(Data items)
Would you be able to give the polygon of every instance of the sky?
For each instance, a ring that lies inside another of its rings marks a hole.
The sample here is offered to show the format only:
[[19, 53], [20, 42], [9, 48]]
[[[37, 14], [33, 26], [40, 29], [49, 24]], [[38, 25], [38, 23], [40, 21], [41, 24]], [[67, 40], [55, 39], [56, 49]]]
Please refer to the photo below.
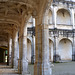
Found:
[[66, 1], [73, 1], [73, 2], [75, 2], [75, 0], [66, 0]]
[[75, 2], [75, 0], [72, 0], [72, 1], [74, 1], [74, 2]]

## EXERCISE DIRECTIONS
For each line above that holds the string "instance", provide a copy of that line.

## TASK RESPONSE
Would you be able to give the polygon of every instance of the sky?
For each instance, a ring that lies inside another of its rings marks a hole.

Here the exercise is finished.